RECORDS SHOWN: Begin
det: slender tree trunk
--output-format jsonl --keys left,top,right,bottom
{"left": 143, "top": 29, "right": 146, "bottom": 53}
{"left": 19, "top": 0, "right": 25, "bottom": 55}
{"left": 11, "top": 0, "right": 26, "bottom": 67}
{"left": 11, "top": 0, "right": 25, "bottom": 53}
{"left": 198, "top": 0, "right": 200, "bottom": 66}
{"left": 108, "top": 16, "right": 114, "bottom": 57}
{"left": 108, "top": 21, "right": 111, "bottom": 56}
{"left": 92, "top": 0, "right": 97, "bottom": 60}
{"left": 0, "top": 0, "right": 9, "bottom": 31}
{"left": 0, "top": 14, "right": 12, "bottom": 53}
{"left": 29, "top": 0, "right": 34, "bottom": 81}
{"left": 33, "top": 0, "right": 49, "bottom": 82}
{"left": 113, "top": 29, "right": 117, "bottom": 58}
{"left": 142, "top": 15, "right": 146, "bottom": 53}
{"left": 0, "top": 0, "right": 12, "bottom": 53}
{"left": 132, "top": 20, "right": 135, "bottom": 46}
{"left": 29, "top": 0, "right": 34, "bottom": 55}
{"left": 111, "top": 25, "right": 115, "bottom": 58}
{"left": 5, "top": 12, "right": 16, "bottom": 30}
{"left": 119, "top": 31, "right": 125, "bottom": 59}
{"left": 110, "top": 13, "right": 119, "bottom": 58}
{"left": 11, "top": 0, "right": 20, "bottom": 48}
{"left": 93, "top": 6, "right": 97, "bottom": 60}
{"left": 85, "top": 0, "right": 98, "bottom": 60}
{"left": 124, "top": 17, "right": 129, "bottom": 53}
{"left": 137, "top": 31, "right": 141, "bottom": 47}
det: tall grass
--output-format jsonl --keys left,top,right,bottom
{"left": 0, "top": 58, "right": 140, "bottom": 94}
RECORDS SHOWN: End
» **WHAT YOU HAVE TO DO**:
The records need to be copied exactly, with no line left out.

» **TASK ANSWER**:
det: slender tree trunk
--output-format jsonl --keys left,top,right,bottom
{"left": 143, "top": 29, "right": 146, "bottom": 53}
{"left": 19, "top": 0, "right": 25, "bottom": 55}
{"left": 11, "top": 0, "right": 26, "bottom": 67}
{"left": 11, "top": 0, "right": 25, "bottom": 53}
{"left": 198, "top": 0, "right": 200, "bottom": 66}
{"left": 108, "top": 16, "right": 114, "bottom": 57}
{"left": 108, "top": 21, "right": 111, "bottom": 56}
{"left": 92, "top": 0, "right": 97, "bottom": 60}
{"left": 0, "top": 0, "right": 9, "bottom": 31}
{"left": 0, "top": 14, "right": 12, "bottom": 53}
{"left": 29, "top": 0, "right": 34, "bottom": 81}
{"left": 33, "top": 0, "right": 49, "bottom": 82}
{"left": 113, "top": 29, "right": 117, "bottom": 58}
{"left": 142, "top": 15, "right": 146, "bottom": 53}
{"left": 0, "top": 0, "right": 12, "bottom": 53}
{"left": 132, "top": 20, "right": 135, "bottom": 46}
{"left": 29, "top": 0, "right": 34, "bottom": 55}
{"left": 111, "top": 25, "right": 115, "bottom": 58}
{"left": 5, "top": 12, "right": 16, "bottom": 30}
{"left": 119, "top": 31, "right": 125, "bottom": 59}
{"left": 110, "top": 13, "right": 119, "bottom": 58}
{"left": 11, "top": 0, "right": 20, "bottom": 48}
{"left": 93, "top": 6, "right": 97, "bottom": 60}
{"left": 85, "top": 0, "right": 98, "bottom": 60}
{"left": 124, "top": 17, "right": 129, "bottom": 53}
{"left": 137, "top": 31, "right": 141, "bottom": 47}
det: tall grass
--output-format jsonl --keys left,top,right,bottom
{"left": 0, "top": 58, "right": 140, "bottom": 94}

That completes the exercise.